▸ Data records
#####
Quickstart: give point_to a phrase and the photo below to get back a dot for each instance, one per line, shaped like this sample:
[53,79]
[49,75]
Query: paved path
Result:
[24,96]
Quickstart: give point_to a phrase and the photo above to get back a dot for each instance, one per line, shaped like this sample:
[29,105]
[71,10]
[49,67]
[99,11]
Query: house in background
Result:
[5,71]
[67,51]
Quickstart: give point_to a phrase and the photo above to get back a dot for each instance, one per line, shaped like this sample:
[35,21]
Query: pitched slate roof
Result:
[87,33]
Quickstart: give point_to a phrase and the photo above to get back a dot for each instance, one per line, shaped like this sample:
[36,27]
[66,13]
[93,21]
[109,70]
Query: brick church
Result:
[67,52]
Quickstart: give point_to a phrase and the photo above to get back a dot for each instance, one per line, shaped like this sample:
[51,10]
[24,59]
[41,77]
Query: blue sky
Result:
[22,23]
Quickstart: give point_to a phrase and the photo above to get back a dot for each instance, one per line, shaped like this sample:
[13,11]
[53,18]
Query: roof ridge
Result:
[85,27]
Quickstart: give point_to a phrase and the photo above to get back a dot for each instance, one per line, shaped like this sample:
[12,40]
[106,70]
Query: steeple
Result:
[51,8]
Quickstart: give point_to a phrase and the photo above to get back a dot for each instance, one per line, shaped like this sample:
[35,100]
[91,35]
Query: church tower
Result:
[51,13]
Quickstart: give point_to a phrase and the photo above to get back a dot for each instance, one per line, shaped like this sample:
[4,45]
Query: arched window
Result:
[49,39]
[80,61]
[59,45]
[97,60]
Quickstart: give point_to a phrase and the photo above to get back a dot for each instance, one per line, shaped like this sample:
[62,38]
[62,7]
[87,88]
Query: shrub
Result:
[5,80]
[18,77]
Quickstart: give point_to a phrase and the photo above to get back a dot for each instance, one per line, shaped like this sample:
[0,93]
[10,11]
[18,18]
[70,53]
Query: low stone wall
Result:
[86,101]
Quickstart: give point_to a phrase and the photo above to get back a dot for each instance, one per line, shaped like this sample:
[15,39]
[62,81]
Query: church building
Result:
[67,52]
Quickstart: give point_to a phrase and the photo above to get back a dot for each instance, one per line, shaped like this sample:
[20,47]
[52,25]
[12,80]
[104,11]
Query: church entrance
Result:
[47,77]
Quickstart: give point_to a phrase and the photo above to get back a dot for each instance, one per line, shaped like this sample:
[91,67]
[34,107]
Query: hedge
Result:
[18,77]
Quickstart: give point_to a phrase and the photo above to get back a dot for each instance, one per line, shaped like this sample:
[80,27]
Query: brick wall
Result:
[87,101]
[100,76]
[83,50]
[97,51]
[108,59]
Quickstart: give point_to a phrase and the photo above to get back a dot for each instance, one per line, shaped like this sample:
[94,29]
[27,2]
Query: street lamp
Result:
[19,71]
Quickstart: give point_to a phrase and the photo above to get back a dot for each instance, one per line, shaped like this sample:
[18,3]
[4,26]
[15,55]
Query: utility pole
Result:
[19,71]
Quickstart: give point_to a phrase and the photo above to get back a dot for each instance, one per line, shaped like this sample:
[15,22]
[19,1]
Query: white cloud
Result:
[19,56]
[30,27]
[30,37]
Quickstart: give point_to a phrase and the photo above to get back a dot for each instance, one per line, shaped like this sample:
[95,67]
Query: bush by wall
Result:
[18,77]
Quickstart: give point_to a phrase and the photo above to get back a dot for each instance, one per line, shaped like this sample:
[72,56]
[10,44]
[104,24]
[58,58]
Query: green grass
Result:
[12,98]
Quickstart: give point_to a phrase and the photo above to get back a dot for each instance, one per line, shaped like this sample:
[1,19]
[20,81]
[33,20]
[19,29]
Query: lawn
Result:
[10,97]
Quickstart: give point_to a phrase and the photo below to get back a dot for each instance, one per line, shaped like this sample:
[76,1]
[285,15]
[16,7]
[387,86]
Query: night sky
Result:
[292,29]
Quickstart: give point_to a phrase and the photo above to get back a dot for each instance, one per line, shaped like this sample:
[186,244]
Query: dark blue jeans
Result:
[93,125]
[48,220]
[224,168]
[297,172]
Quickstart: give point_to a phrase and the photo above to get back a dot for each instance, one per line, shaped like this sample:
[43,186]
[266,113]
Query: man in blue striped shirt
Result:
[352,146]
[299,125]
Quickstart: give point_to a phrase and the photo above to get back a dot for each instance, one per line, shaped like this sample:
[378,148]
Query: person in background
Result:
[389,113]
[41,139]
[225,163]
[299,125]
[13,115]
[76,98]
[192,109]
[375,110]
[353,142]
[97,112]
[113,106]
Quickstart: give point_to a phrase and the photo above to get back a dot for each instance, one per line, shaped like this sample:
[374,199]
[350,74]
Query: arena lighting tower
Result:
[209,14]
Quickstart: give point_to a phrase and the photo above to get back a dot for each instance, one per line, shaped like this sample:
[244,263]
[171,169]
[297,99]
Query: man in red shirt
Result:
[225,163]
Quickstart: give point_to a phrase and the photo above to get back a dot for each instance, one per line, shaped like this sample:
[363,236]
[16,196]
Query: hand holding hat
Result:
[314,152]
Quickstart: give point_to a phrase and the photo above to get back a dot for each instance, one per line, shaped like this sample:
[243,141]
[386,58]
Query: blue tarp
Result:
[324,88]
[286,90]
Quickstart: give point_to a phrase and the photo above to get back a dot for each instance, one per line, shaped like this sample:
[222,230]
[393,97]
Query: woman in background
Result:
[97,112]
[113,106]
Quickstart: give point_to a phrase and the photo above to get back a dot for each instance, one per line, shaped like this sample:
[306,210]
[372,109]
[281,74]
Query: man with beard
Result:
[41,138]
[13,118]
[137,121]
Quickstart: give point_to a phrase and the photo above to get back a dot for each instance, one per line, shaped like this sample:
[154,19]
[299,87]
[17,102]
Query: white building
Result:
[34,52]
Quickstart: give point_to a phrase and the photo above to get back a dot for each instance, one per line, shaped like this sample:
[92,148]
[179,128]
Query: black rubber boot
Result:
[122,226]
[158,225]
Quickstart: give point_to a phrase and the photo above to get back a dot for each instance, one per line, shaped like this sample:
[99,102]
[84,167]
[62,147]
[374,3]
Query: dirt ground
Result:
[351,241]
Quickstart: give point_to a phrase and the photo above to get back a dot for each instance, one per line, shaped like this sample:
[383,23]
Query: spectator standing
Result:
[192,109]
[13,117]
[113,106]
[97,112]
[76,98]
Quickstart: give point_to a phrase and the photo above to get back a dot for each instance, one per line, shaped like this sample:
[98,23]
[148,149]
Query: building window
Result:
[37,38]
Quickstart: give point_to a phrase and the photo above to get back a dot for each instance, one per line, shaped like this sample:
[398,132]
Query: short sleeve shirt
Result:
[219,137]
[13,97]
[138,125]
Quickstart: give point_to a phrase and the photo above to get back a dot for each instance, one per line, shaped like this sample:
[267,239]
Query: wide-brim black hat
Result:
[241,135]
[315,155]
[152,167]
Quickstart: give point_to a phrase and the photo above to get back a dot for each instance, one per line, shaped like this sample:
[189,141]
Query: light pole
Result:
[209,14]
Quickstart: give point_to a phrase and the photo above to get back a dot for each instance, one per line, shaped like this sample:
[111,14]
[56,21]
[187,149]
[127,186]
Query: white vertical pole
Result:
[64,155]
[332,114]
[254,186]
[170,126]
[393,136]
#####
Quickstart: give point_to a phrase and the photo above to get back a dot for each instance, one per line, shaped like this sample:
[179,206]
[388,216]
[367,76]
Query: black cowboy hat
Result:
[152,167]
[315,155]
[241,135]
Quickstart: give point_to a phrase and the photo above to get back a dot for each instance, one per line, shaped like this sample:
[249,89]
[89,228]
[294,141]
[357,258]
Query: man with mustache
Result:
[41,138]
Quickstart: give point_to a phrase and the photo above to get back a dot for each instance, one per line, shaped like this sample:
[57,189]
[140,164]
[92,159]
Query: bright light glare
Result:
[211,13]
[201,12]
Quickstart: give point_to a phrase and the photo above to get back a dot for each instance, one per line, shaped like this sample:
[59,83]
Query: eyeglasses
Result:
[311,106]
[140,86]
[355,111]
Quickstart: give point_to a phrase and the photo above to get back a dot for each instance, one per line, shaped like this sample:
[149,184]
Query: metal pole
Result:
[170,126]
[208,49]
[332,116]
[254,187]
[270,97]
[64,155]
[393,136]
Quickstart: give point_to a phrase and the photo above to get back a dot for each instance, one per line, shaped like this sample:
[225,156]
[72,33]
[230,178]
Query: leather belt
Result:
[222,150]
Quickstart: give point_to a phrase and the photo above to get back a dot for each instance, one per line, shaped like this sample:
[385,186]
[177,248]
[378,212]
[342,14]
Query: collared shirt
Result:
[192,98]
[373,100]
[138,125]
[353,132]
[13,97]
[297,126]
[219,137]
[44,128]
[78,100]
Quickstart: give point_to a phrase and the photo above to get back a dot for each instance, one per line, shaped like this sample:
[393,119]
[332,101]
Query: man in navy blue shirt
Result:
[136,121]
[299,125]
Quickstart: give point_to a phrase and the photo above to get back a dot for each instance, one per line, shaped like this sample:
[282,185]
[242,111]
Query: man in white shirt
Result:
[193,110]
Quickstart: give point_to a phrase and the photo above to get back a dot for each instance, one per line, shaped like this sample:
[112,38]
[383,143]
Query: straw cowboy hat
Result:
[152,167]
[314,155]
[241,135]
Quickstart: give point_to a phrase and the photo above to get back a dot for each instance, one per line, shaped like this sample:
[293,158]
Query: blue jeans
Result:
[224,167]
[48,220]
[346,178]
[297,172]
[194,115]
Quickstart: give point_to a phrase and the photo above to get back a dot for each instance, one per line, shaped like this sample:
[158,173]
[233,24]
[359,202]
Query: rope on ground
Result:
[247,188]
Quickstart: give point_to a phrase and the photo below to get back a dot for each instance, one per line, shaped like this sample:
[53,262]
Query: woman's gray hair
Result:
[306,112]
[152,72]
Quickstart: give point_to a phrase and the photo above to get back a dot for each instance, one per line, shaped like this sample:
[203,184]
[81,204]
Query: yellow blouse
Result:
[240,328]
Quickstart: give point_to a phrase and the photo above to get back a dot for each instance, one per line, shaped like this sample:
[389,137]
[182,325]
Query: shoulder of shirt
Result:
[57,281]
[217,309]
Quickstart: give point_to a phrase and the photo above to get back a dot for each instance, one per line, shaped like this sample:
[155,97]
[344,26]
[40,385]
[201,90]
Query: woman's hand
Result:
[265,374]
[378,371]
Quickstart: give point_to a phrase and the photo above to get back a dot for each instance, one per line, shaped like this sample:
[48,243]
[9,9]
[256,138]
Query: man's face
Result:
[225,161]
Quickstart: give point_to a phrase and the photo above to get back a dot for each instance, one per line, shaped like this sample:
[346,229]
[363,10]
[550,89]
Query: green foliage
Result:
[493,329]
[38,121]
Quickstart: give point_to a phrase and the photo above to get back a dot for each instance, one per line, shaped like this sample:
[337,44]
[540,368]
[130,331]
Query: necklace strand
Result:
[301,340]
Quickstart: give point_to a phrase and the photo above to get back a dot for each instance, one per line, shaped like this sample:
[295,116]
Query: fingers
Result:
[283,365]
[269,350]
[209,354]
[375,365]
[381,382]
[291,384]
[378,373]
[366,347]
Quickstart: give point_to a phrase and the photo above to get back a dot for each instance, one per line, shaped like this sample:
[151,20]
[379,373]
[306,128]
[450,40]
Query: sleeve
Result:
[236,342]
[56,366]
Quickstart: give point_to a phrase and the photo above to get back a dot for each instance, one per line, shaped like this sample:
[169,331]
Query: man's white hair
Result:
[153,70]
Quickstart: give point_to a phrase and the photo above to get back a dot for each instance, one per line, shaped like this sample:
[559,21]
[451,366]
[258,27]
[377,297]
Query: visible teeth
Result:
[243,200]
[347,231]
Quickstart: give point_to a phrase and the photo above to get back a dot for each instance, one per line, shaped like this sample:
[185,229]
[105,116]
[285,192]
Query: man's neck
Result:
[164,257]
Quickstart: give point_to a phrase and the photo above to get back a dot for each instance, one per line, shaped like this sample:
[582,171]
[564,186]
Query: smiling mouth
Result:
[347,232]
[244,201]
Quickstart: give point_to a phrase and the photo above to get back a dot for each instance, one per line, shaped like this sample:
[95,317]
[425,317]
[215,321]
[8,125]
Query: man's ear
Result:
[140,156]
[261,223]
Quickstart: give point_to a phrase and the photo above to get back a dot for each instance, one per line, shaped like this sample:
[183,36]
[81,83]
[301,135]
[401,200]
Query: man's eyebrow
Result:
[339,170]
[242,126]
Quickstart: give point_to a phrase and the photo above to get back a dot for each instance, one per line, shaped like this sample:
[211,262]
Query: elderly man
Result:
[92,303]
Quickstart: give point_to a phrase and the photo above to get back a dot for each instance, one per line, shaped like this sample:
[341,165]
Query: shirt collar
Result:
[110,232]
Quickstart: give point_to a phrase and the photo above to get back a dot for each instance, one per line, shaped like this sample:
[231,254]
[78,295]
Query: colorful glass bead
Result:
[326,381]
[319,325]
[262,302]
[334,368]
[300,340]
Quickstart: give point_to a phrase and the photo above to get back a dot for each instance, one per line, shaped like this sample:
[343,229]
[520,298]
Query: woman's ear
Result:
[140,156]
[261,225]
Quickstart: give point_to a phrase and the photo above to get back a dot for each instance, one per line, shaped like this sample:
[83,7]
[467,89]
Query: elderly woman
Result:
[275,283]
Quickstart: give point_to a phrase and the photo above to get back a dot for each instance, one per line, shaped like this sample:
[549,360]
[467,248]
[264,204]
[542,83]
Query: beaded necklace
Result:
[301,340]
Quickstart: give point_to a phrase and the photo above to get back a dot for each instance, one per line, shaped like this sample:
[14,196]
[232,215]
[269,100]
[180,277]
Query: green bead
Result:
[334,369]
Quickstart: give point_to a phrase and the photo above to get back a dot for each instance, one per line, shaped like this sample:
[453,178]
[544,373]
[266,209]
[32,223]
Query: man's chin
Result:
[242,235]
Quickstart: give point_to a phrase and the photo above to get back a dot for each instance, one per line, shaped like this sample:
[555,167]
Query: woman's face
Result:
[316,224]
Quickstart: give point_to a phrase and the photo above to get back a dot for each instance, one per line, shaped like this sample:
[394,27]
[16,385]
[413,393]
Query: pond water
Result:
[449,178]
#####
▸ What to do
Pull out each line of the data above that contains the string "sleeve".

▸ Completed task
Query: short sleeve shirt
Query: sleeve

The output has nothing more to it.